Data records

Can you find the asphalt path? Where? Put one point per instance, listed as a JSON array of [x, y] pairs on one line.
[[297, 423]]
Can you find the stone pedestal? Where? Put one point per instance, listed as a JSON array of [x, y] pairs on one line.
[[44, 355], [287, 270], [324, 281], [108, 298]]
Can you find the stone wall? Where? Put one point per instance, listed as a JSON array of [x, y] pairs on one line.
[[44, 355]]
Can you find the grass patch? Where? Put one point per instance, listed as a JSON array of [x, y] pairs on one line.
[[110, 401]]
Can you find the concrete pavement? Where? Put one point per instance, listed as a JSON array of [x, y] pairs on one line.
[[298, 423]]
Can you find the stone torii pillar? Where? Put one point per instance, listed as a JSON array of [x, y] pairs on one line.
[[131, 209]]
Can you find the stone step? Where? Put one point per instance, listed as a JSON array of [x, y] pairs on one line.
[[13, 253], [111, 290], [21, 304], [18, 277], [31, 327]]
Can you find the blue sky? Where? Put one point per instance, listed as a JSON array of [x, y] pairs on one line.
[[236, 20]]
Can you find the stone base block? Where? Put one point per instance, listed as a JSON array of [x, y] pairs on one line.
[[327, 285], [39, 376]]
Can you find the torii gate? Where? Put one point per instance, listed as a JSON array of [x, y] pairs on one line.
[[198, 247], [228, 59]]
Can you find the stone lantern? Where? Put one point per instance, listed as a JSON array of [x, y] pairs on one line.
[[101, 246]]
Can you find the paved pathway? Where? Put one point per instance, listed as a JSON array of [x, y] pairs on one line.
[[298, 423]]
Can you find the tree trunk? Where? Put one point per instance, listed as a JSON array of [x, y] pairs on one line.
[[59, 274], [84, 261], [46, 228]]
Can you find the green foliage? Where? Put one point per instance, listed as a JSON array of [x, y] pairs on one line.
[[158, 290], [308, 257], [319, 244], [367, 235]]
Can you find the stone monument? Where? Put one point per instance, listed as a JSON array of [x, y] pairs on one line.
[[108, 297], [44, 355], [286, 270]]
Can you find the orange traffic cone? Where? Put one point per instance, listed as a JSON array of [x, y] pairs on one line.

Problem to solve
Give all of the data above as a numbered list, one line per item, with blank lines left out.

Task output
1. Can you find the asphalt path? Where? Put one point per instance, listed as a JSON array of [x, y] pairs on one line.
2. [[297, 423]]
3. Can you find the stone pedestal? Where? Put one point per instance, listed as a JSON array of [x, y] pairs on one line.
4. [[44, 355], [287, 270], [324, 281], [108, 298]]
5. Can you find the stone wall? Where? Put one point per instance, listed as a JSON array of [x, y] pairs on one line.
6. [[44, 355]]
7. Can you find the grass patch? Where? Put one point per instance, listed as a JSON array of [x, y] pairs on one line.
8. [[110, 401]]
9. Can you find the concrete pavement? Where? Put one point per instance, listed as a JSON array of [x, y] pairs on one line.
10. [[298, 423]]
11. Can you find the stone torii pillar? Where? Put one point per instance, listed as a JSON array of [x, y] pairs on one line.
12. [[131, 209]]
13. Can you find the stone step? Where? Put one point per instance, listed as a JSON array of [x, y] pairs on one line.
14. [[13, 253], [111, 290], [21, 304], [18, 277], [31, 327]]
15. Can you find the blue sky? Where? Put one point per instance, listed as a JSON array of [x, y] pairs on one line.
16. [[236, 20]]
17. Can you find the stone base block? Where? Put one point per instance, listed as a JSON array of [x, y] pairs on one line.
18. [[327, 285], [39, 376]]
19. Can you find the torii gate? Where? Put one point per instance, listed as a JSON array of [x, y] pairs on one line.
20. [[198, 247], [228, 59]]
21. Can you find the stone lantern? Where? Put one point per instance, listed as a JSON array of [x, y] pairs on one line.
22. [[101, 246]]
23. Can you find the paved pathway? Where? Put one point per instance, listed as a JSON array of [x, y] pairs on one line.
24. [[298, 423]]
25. Can you find the tree trunk? Where? Put one point per instance, listed as a JSON array of [x, y] pairs on one line.
26. [[59, 274], [84, 261], [46, 228]]
27. Can you find the green foliage? Where? Put one point per instance, listed as a JSON array of [x, y] pairs on one line.
28. [[158, 290], [308, 257], [319, 244], [367, 235]]
29. Can you find the stone monument? Where? Put one point per instance, listed as a JSON array of [x, y] pairs on one line.
30. [[108, 297], [44, 355], [286, 270]]
31. Can you find the orange traffic cone? Where? Put one point per instance, listed as a JSON array of [x, y] pairs on one line.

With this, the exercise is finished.